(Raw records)

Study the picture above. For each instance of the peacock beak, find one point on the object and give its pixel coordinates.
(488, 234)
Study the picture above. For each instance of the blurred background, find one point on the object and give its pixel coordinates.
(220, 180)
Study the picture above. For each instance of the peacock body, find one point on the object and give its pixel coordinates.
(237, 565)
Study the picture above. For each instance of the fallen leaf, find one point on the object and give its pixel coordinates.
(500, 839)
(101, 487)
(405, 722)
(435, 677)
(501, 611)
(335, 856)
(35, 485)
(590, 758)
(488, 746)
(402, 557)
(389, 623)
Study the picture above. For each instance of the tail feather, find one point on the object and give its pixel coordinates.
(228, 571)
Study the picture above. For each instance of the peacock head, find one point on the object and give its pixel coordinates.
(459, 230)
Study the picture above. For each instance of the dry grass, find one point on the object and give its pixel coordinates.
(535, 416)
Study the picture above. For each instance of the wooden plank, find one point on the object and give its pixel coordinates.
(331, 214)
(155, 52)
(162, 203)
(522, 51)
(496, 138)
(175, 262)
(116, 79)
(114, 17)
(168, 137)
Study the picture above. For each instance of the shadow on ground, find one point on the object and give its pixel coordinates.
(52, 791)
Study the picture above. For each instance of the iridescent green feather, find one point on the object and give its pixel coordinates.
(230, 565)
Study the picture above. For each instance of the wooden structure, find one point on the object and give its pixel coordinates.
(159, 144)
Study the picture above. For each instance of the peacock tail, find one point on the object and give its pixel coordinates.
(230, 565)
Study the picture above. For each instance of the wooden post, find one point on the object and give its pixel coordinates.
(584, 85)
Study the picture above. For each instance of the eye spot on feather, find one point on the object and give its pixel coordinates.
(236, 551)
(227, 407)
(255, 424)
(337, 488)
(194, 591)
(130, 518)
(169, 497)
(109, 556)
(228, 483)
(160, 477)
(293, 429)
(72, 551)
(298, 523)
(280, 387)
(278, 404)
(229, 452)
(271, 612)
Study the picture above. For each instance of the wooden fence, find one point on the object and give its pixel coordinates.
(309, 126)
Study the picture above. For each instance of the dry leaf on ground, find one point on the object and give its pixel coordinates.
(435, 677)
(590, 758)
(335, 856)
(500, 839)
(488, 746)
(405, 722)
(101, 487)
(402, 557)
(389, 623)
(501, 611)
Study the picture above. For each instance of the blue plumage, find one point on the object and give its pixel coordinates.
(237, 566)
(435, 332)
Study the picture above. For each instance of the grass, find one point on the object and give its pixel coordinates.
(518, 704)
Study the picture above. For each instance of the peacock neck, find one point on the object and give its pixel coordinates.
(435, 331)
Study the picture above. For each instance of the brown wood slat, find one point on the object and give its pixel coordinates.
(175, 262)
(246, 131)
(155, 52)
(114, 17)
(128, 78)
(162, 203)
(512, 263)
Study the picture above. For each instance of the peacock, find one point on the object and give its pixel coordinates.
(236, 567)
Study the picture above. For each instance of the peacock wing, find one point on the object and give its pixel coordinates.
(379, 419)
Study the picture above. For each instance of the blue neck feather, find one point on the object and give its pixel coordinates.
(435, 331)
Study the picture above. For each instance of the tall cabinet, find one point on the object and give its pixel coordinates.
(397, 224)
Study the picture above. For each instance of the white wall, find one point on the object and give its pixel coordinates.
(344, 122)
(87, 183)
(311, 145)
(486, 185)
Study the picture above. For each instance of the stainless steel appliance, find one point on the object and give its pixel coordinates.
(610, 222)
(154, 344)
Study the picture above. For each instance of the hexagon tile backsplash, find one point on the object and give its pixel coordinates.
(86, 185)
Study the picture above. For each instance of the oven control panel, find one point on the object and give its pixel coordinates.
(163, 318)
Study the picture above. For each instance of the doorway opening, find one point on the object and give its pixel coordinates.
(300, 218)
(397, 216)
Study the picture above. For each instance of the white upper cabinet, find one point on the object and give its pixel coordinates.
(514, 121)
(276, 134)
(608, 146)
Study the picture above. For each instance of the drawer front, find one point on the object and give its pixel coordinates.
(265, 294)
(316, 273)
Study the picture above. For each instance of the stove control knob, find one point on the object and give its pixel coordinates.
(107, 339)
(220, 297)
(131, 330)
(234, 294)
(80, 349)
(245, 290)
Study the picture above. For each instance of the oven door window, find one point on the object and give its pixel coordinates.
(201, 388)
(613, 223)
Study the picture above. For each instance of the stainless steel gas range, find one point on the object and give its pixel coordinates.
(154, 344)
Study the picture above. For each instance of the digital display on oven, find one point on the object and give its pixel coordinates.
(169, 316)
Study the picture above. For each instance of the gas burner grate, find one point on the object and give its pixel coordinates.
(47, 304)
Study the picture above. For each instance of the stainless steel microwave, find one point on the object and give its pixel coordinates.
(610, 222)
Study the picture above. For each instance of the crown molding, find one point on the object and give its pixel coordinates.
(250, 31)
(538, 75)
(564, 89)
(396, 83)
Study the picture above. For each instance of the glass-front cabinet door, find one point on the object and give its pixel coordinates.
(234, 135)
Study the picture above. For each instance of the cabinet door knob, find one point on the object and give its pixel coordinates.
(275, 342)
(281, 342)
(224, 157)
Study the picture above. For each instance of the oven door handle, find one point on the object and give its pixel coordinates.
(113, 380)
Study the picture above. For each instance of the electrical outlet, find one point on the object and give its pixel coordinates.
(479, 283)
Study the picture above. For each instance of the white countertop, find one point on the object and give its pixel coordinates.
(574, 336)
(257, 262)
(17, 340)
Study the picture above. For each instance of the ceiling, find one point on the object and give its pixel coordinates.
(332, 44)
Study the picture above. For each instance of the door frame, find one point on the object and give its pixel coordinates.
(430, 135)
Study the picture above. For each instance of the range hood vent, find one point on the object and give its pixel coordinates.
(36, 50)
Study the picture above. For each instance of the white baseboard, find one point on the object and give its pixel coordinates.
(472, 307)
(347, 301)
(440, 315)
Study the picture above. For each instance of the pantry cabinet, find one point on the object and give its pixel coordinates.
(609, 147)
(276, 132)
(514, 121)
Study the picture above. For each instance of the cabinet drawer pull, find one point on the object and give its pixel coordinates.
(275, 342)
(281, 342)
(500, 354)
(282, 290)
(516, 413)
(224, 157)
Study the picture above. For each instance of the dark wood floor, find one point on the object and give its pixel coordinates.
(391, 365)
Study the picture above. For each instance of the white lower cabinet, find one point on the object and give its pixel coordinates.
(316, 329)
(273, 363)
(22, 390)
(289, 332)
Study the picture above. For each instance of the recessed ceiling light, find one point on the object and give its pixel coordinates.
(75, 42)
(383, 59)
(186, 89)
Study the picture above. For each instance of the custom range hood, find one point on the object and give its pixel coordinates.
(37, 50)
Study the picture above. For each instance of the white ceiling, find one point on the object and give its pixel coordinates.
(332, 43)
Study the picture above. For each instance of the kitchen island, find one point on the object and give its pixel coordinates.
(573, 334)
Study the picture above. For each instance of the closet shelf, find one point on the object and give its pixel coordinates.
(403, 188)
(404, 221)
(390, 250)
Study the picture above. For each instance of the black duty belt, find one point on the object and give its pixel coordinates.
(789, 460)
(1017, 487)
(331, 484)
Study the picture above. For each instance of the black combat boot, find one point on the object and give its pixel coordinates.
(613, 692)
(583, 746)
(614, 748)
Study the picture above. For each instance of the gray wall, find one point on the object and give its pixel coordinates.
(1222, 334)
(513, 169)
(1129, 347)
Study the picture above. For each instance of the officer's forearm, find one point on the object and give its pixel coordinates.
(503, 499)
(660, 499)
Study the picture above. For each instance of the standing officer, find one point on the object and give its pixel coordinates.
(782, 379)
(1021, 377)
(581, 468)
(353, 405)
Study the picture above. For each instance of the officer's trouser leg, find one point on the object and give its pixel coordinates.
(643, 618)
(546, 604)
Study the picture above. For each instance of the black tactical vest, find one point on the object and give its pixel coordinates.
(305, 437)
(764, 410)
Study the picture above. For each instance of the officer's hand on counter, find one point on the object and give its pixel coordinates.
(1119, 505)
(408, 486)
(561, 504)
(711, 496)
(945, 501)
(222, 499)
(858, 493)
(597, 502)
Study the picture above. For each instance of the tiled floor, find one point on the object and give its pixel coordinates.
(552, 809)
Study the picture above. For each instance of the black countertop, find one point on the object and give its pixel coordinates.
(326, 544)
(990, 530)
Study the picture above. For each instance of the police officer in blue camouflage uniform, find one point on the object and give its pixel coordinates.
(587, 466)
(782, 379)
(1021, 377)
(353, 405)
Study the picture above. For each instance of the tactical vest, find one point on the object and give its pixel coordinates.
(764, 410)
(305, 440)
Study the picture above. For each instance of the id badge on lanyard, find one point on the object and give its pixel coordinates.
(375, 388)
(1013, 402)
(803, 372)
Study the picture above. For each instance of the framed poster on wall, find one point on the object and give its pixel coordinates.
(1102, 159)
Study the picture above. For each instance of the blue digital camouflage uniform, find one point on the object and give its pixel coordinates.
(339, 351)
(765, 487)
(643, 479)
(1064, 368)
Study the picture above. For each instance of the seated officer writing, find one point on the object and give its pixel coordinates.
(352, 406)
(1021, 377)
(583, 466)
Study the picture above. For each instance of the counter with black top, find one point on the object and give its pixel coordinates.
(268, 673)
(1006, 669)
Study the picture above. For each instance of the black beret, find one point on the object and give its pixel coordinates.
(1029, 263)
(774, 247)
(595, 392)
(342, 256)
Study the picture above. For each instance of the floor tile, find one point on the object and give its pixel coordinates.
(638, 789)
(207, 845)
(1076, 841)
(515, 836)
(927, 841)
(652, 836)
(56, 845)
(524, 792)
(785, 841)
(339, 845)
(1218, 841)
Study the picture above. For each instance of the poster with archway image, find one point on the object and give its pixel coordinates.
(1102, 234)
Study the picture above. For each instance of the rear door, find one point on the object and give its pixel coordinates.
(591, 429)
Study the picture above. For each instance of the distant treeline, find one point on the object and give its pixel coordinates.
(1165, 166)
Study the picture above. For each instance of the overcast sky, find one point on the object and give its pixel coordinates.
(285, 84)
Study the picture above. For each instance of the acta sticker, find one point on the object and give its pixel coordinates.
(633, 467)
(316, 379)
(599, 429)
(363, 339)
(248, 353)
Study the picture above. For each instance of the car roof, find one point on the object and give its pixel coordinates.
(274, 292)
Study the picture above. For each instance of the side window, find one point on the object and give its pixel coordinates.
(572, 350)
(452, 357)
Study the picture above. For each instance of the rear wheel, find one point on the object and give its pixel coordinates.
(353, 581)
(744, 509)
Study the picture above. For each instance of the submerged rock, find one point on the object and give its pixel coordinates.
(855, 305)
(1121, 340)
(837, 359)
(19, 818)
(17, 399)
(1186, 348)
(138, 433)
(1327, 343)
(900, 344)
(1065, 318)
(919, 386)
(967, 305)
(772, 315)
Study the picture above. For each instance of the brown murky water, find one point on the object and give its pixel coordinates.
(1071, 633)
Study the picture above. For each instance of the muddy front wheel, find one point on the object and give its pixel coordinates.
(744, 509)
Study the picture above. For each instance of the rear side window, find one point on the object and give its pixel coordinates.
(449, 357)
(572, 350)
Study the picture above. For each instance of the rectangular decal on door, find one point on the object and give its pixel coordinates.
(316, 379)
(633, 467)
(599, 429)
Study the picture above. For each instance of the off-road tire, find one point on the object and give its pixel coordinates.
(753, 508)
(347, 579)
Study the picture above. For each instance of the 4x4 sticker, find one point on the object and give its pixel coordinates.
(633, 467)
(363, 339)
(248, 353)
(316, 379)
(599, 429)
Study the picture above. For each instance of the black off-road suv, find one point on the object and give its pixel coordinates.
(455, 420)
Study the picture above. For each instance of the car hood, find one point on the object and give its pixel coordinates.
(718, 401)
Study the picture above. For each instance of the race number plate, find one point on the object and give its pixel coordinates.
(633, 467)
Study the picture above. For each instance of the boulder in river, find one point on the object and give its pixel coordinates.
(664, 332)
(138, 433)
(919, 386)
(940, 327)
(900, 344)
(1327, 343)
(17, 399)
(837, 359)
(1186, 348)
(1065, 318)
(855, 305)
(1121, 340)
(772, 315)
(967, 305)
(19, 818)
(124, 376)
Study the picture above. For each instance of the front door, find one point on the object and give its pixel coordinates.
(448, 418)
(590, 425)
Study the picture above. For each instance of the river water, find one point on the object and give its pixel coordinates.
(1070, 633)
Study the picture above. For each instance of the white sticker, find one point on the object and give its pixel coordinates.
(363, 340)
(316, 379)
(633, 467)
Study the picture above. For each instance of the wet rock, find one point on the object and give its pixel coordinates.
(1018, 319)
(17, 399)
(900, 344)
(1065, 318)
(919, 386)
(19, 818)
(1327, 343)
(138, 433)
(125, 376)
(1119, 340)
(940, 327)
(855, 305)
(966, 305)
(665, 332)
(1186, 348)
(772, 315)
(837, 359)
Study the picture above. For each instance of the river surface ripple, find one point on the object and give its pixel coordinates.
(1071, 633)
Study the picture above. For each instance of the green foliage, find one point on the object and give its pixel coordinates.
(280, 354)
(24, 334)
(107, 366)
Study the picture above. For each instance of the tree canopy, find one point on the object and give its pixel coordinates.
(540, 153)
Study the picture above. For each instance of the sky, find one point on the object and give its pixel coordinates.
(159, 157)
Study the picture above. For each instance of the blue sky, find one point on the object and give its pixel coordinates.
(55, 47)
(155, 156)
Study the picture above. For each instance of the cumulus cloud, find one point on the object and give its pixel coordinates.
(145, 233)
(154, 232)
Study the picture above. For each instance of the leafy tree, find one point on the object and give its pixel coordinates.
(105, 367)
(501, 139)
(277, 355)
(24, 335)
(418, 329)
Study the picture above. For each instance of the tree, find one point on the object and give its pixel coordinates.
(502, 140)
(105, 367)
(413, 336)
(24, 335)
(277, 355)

**Stated task:** Only the lines from the one that contains "tree canopy, find" to the end of the data should be output, exactly as they appear.

**Task output:**
Study the picture above. For each instance of the tree canopy, find one point on the object and give its pixel coordinates.
(540, 153)
Study the picture above. For each instance of the sky, find one point on the object and give its pixel coordinates.
(159, 157)
Study the picture above. For each instance of the blue sky, find one point on the object and give its pixel coordinates.
(55, 47)
(155, 156)
Study the picture above. For each instance of the cumulus cloud, find one point on the object and give its pixel coordinates.
(145, 233)
(154, 232)
Study the picture above. For each instance of the leafy tree, find one point on the object and give its pixel coordinates.
(105, 367)
(501, 139)
(277, 355)
(24, 335)
(418, 329)
Study the picture above. For each instance of the tree, find one point on the object and give its pixel coordinates.
(502, 140)
(105, 367)
(413, 336)
(24, 335)
(277, 355)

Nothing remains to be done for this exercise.